> **Exercise requirements**: Repeat every line of the following items word for word, with nothing changed.

▼

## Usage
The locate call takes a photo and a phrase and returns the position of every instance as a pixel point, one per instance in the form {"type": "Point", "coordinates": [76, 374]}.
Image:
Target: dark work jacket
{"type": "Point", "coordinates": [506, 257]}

▲

> **Answer to the problem**:
## Usage
The locate call takes a photo and a phrase and returns the position of every instance as a pixel point, one per instance in the form {"type": "Point", "coordinates": [76, 374]}.
Image:
Target: dark work jacket
{"type": "Point", "coordinates": [506, 257]}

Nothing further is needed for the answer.